## STATED EXERCISE
Copy out the lines of the first block from the line containing "Would you kindly" to the line containing "Each instance is", both included, reproducing them verbatim.

## DATA
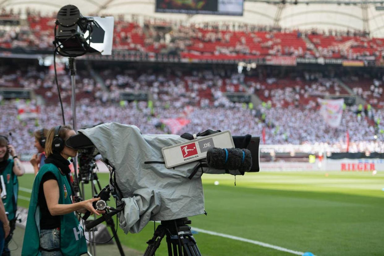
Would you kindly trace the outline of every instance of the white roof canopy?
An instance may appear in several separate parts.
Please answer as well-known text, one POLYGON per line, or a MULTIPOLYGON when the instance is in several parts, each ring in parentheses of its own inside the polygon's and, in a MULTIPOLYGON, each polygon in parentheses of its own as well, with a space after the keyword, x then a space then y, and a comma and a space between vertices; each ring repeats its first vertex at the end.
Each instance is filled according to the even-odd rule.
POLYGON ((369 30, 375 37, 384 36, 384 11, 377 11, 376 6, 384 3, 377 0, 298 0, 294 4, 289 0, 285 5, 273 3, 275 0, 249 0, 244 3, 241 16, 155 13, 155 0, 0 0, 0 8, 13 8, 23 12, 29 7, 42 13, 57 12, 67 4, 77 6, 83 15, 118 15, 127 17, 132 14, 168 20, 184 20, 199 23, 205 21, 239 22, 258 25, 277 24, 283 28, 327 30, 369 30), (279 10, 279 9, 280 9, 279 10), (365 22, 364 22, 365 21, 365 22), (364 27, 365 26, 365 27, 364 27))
* * *
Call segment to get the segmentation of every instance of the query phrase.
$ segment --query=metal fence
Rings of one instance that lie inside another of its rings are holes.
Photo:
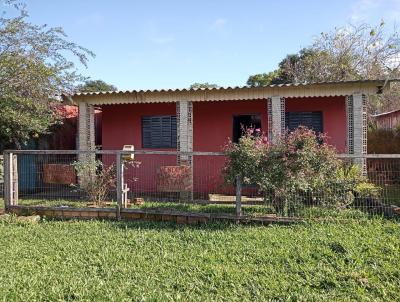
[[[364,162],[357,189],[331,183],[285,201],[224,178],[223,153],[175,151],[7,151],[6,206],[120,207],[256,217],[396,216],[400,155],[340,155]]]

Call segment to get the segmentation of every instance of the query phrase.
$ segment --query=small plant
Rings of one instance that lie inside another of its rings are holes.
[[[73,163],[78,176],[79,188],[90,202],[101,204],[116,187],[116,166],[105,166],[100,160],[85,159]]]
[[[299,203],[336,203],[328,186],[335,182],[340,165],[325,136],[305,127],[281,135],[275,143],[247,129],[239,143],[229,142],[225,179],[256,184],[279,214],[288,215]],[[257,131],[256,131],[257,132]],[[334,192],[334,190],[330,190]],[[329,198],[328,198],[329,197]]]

## EXPECTED ANSWER
Would you kindly trace the outline of every instance of the white roof canopy?
An instance may appear in several separate parts.
Please answer as well-known text, one POLYGON per line, or a MULTIPOLYGON when the instance is in several parts, each ring in parentheses of its own inside the polygon's and, in a MULTIPOLYGON, each polygon in parentheses of its own as well, with a space after the keyword, x then a space then y, and a comma and a space between vertices; each ring repeats its first vertex at the end.
Each instance is filled according to the even-odd rule.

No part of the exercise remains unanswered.